#### Stored rows

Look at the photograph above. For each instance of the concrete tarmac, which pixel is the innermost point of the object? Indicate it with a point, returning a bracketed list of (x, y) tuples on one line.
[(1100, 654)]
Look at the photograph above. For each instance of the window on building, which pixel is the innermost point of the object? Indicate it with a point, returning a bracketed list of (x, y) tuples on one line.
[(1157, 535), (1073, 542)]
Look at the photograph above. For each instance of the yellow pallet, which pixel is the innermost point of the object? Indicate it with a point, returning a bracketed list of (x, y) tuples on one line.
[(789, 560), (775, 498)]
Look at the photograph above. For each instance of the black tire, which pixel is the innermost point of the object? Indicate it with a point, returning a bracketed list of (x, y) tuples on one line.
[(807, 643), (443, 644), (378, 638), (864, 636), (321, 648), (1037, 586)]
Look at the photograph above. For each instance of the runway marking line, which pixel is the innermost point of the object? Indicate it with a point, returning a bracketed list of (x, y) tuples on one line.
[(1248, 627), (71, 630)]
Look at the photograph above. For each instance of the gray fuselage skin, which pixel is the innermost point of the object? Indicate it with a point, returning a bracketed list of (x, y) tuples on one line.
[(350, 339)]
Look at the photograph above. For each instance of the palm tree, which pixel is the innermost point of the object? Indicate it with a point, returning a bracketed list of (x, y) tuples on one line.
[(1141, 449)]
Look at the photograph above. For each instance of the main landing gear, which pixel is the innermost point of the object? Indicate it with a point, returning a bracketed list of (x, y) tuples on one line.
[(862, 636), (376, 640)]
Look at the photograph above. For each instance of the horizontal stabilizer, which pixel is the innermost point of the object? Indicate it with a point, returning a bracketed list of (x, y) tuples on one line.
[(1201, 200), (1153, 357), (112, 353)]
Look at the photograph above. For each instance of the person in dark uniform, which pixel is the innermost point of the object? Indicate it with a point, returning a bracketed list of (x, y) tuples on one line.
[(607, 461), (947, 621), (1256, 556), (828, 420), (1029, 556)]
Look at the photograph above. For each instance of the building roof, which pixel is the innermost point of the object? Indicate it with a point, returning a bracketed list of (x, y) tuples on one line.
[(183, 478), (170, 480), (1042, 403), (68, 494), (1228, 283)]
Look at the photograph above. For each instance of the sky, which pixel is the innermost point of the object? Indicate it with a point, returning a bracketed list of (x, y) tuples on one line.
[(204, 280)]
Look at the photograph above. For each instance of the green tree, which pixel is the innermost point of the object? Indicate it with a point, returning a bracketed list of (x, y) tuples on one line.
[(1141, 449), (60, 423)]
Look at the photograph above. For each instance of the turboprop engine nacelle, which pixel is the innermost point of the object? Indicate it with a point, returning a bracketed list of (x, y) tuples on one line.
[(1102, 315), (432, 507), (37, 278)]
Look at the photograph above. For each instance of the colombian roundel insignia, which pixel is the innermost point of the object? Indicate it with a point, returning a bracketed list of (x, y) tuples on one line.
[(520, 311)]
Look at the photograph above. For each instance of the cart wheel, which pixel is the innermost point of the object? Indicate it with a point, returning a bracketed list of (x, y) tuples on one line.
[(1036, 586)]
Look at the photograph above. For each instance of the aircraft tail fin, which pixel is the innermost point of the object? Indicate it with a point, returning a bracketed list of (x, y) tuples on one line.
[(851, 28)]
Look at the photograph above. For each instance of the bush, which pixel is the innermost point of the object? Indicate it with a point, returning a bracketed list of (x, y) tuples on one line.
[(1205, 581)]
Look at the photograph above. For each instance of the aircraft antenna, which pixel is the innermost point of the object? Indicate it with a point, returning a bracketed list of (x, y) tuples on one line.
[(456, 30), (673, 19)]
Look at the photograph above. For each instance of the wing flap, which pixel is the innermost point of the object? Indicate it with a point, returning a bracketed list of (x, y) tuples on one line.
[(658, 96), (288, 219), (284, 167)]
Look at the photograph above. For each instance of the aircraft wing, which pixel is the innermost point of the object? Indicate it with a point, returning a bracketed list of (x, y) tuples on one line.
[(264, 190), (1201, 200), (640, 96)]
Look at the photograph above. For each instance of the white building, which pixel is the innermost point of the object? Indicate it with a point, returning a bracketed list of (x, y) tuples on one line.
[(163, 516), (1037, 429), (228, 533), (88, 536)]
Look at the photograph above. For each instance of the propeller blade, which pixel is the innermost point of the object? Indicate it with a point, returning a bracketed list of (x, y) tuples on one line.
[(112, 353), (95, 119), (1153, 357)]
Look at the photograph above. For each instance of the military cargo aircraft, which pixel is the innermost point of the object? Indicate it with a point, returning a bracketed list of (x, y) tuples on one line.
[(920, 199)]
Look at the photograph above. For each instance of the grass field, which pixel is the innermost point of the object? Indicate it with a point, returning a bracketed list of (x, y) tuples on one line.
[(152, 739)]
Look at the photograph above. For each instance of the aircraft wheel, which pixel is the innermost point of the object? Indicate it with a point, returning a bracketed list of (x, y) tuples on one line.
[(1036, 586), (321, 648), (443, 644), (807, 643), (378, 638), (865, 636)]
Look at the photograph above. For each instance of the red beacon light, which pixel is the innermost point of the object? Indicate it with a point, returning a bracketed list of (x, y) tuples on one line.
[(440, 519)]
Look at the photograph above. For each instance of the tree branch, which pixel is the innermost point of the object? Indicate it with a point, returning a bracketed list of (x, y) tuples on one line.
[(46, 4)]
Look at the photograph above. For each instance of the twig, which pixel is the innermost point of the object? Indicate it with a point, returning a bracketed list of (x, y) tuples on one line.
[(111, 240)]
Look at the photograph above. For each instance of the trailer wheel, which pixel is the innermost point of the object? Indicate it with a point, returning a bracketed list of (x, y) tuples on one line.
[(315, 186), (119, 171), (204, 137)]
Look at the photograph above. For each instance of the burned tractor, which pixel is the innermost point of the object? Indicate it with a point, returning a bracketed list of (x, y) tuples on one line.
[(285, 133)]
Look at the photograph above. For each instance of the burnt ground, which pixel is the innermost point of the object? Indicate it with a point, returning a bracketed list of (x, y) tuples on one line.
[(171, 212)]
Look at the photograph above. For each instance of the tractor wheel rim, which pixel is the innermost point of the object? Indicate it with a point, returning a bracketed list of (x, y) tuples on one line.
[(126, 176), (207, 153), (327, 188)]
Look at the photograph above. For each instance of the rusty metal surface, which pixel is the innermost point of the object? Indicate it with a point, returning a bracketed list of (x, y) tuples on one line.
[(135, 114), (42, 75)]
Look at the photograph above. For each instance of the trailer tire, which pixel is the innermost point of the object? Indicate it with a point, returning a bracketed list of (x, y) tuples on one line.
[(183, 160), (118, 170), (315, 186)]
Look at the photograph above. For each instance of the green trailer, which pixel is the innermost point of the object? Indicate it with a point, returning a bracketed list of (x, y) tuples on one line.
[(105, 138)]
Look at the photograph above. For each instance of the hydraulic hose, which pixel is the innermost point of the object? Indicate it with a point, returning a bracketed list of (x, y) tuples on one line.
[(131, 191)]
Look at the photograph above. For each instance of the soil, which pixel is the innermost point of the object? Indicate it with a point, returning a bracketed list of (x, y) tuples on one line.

########

### To do
Copy out verbatim the stretch of the records from the line containing "Look at the photograph above. For each instance of the red" through the line containing "[(285, 133)]", including both of those lines.

### Result
Look at the photograph above. For each instance of the red beacon light, which pixel is the innermost point of the object? Indicate it with a point, returning a bracketed list of (x, y) tuples on one line.
[(440, 519)]
Look at the photograph above. For each instance of the tree branch, which pixel is the innermost point of the object? Indicate it with a point, returning a bracketed list of (x, y) tuples on one line.
[(46, 4)]
Look at the photograph above. For each instance of the twig, which pixel is the innermost point of the object? Indicate it with a point, returning a bracketed list of (x, y) tuples on one line.
[(111, 240)]
Look at the photograph above. For each instance of the trailer wheel, which pixel is the innermost point of the object? Indicate it with a point, returning a bracketed list of (x, y) tuples on one line.
[(315, 186), (119, 171), (204, 137)]
Look at the photograph above. For each instance of the burned tractor, which pixel is the innermost point of the object? Indicate it with a point, returning a bracketed list of (x, y) tuples on one line.
[(285, 133)]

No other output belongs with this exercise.